# ASSIGNMENT
List the lines of this listing that hold the word "pedestrian".

# INPUT DATA

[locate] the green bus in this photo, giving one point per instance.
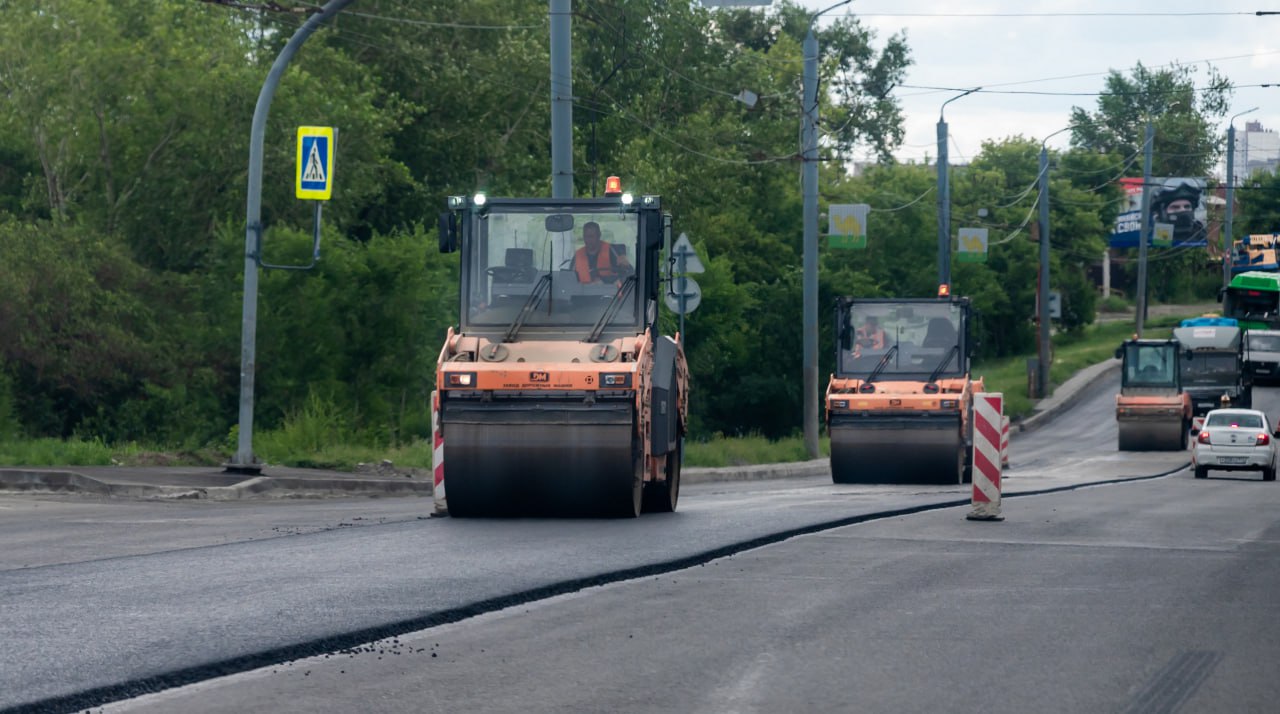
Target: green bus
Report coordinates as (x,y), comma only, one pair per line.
(1253,300)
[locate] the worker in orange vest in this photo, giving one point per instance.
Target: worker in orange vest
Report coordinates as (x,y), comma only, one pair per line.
(595,261)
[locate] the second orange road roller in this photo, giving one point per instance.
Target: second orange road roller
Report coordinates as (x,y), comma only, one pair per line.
(1152,410)
(900,402)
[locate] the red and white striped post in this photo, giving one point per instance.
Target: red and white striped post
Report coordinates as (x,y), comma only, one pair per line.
(442,507)
(987,438)
(1004,442)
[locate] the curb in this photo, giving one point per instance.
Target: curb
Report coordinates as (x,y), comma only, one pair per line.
(757,472)
(260,486)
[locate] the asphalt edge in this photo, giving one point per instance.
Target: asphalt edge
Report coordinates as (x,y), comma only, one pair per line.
(261,486)
(1068,394)
(280,486)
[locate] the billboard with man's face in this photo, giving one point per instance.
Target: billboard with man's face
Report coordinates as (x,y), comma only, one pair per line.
(1176,201)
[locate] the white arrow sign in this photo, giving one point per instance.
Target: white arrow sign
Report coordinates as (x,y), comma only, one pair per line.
(685,255)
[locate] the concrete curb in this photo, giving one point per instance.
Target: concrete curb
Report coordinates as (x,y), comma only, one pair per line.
(260,486)
(758,472)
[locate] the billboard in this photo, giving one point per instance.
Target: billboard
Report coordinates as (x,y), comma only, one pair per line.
(1176,201)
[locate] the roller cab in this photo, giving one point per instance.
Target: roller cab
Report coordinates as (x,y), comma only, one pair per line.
(899,404)
(556,394)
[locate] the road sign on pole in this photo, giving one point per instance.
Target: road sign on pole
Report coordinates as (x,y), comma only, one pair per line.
(846,225)
(685,255)
(684,296)
(314,166)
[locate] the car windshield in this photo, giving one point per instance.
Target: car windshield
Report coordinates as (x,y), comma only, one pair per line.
(1240,420)
(1214,369)
(565,266)
(926,337)
(1264,343)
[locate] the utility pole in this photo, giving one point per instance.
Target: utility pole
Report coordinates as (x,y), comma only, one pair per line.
(562,100)
(809,188)
(1046,348)
(243,461)
(1144,234)
(945,195)
(1228,241)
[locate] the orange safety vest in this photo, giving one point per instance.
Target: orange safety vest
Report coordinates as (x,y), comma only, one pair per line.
(604,266)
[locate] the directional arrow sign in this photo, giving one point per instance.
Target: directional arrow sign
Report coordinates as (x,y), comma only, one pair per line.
(686,257)
(686,288)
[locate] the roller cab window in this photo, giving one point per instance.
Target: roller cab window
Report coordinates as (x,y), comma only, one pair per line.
(551,266)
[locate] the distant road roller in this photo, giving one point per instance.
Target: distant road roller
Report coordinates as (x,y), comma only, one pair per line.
(556,393)
(1152,411)
(900,402)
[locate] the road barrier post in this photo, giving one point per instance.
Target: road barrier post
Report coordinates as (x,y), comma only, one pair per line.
(1004,443)
(442,507)
(987,456)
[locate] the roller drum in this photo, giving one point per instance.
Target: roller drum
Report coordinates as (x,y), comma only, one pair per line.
(540,458)
(1146,435)
(896,449)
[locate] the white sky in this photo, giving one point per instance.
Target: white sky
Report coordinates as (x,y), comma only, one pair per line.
(1024,53)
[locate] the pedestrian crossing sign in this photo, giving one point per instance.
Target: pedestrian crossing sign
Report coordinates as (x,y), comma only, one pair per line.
(315,163)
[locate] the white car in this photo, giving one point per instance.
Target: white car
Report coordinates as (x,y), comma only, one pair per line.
(1235,440)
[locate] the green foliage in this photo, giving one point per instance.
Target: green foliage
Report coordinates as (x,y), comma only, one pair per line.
(123,177)
(722,451)
(58,452)
(9,426)
(1184,115)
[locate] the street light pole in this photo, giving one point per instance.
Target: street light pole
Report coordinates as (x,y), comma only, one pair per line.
(1144,233)
(562,99)
(245,461)
(1042,288)
(1230,197)
(945,195)
(809,181)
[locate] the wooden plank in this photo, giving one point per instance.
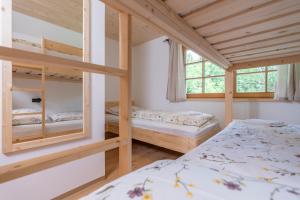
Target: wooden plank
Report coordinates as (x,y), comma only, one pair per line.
(279,22)
(229,74)
(34,144)
(62,48)
(265,49)
(17,55)
(268,62)
(43,97)
(23,114)
(86,58)
(125,151)
(221,10)
(6,40)
(65,13)
(261,44)
(160,15)
(33,90)
(170,141)
(262,55)
(26,167)
(206,95)
(260,37)
(264,12)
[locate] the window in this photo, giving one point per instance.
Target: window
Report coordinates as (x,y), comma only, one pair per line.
(203,78)
(256,82)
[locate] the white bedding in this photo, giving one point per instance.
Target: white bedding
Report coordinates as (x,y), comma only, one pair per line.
(247,160)
(168,128)
(55,127)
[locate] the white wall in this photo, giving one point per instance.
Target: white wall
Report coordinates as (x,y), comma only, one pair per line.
(150,71)
(54,181)
(60,96)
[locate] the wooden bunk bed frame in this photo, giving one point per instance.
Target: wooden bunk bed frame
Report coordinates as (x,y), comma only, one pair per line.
(25,71)
(178,143)
(166,20)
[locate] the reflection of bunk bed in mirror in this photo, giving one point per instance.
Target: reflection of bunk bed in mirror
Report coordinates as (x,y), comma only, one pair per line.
(44,125)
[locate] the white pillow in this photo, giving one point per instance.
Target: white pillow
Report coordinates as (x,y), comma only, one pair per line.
(65,116)
(115,110)
(25,110)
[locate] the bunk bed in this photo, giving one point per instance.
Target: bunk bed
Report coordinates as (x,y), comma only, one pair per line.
(28,123)
(248,159)
(180,138)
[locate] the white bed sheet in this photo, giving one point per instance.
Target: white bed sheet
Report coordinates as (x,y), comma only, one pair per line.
(55,127)
(168,128)
(247,160)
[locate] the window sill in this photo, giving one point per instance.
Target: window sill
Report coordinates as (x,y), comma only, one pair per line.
(235,99)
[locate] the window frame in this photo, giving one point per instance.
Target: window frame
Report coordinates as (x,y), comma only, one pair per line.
(253,95)
(202,78)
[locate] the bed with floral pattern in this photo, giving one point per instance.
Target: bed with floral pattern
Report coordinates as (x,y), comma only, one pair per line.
(250,159)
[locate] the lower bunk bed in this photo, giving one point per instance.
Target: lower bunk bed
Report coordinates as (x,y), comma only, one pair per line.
(249,159)
(178,138)
(148,126)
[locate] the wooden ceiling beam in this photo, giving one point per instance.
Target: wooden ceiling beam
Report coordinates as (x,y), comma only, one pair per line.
(265,54)
(262,43)
(221,10)
(265,26)
(274,48)
(279,60)
(253,15)
(159,14)
(282,31)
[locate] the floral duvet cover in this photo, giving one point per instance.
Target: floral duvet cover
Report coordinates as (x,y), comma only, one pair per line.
(247,160)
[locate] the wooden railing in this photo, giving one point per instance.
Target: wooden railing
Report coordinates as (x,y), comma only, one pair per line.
(123,142)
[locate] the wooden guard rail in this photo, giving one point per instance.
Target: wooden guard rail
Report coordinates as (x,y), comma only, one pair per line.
(23,168)
(123,142)
(31,58)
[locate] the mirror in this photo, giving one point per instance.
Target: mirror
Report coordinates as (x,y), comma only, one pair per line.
(45,105)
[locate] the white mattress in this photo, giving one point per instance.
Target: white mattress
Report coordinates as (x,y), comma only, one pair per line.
(247,160)
(50,127)
(168,128)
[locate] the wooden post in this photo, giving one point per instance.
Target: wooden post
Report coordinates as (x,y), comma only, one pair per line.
(86,57)
(125,150)
(6,67)
(228,95)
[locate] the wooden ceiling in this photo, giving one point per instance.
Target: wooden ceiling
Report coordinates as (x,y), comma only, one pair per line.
(68,14)
(244,30)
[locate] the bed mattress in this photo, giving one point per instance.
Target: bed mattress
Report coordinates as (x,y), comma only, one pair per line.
(168,128)
(247,160)
(55,127)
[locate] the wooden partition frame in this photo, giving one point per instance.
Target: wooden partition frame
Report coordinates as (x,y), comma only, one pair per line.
(36,140)
(123,142)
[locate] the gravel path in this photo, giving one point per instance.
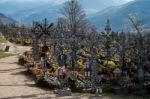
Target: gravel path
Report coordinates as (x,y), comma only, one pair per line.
(16,83)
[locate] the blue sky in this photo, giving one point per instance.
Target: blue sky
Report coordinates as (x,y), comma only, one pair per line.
(52,1)
(6,5)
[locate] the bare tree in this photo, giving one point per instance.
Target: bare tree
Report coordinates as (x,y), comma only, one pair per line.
(75,16)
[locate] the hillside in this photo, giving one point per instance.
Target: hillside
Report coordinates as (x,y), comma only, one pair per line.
(118,15)
(6,20)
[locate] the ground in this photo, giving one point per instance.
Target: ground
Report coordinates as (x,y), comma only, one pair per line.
(16,83)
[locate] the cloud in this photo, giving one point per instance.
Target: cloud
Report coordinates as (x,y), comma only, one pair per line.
(28,1)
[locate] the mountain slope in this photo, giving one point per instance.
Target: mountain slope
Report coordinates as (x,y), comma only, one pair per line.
(26,12)
(119,15)
(6,20)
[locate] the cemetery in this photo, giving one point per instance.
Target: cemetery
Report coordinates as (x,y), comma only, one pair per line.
(85,63)
(70,55)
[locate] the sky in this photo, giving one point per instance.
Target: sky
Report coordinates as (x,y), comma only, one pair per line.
(6,5)
(52,1)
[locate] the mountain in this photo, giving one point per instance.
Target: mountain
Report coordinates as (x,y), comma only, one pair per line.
(6,20)
(26,12)
(119,15)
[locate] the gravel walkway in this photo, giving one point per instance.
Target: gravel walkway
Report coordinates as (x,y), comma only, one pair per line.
(15,83)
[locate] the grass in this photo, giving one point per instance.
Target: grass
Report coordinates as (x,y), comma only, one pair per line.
(2,40)
(108,95)
(3,54)
(128,96)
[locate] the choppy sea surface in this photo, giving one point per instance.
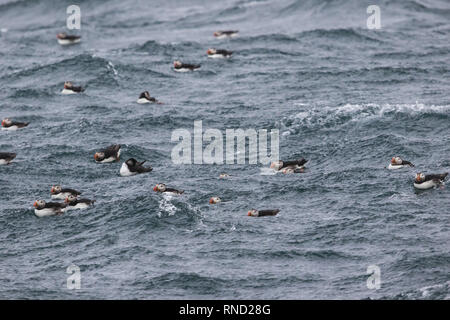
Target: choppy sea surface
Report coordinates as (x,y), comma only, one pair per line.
(344,97)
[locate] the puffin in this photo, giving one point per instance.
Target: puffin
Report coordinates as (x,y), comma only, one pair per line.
(132,167)
(262,213)
(218,53)
(185,67)
(145,97)
(398,163)
(226,34)
(428,181)
(65,39)
(6,157)
(74,203)
(293,166)
(8,124)
(69,88)
(62,193)
(161,187)
(214,200)
(45,209)
(109,154)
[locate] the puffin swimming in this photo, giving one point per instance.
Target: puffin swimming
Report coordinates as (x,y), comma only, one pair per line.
(294,166)
(8,124)
(214,200)
(145,97)
(218,53)
(262,213)
(428,181)
(69,88)
(57,192)
(161,187)
(6,157)
(132,167)
(74,203)
(226,34)
(185,67)
(65,39)
(398,163)
(109,154)
(45,209)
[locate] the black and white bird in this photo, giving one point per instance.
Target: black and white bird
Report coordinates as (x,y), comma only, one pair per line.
(65,39)
(398,163)
(262,213)
(8,124)
(132,167)
(109,154)
(45,209)
(161,187)
(218,53)
(185,67)
(225,34)
(6,157)
(74,203)
(429,181)
(69,88)
(294,166)
(57,192)
(145,97)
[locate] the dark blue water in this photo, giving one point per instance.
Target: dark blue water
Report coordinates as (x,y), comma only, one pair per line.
(344,97)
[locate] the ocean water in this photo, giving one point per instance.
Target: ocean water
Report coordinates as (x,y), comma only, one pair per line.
(344,97)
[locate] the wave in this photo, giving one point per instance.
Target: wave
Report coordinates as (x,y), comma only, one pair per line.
(329,117)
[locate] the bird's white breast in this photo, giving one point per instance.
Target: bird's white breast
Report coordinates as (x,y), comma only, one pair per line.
(64,42)
(125,172)
(395,167)
(142,101)
(67,91)
(425,185)
(12,128)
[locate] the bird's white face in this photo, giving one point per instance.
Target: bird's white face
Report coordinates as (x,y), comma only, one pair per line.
(420,177)
(276,165)
(55,189)
(70,198)
(396,160)
(6,122)
(161,187)
(214,200)
(99,156)
(39,204)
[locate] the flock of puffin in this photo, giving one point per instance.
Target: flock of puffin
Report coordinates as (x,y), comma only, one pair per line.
(132,167)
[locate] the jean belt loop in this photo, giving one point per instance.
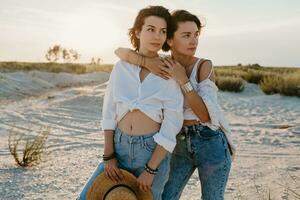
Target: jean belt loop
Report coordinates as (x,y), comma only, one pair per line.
(119,136)
(142,141)
(195,128)
(185,130)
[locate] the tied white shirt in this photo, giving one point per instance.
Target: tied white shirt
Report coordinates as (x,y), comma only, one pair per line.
(207,90)
(159,99)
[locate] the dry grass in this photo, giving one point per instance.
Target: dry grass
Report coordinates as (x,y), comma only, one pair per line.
(228,83)
(53,67)
(285,81)
(271,79)
(288,85)
(31,148)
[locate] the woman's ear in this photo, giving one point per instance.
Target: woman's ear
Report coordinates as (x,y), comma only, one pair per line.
(170,42)
(137,34)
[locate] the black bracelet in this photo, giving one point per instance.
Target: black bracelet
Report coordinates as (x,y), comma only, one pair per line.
(150,170)
(107,158)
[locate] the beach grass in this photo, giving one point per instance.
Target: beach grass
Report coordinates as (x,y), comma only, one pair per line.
(228,83)
(54,67)
(272,80)
(31,148)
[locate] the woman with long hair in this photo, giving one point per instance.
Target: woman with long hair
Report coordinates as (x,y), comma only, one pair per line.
(204,142)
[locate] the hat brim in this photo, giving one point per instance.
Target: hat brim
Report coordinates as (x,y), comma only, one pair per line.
(102,185)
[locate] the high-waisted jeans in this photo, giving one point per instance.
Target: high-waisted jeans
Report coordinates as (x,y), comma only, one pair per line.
(132,153)
(199,147)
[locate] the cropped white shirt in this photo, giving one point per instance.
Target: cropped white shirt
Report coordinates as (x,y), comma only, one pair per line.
(159,99)
(207,90)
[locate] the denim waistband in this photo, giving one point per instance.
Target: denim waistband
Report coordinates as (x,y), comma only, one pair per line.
(194,128)
(132,138)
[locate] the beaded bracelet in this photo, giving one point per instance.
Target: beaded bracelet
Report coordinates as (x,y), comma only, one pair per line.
(107,158)
(150,171)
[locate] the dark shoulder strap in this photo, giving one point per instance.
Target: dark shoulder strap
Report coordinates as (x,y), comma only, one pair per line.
(199,68)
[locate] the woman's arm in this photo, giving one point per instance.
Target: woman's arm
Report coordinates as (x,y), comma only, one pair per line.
(111,169)
(194,100)
(155,65)
(166,137)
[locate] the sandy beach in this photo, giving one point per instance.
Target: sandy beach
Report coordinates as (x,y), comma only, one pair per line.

# RESPONSE TO THIS TASK
[locate] the pedestrian crossing sign in this photo, giving one point per instance.
Target: pedestrian crossing sign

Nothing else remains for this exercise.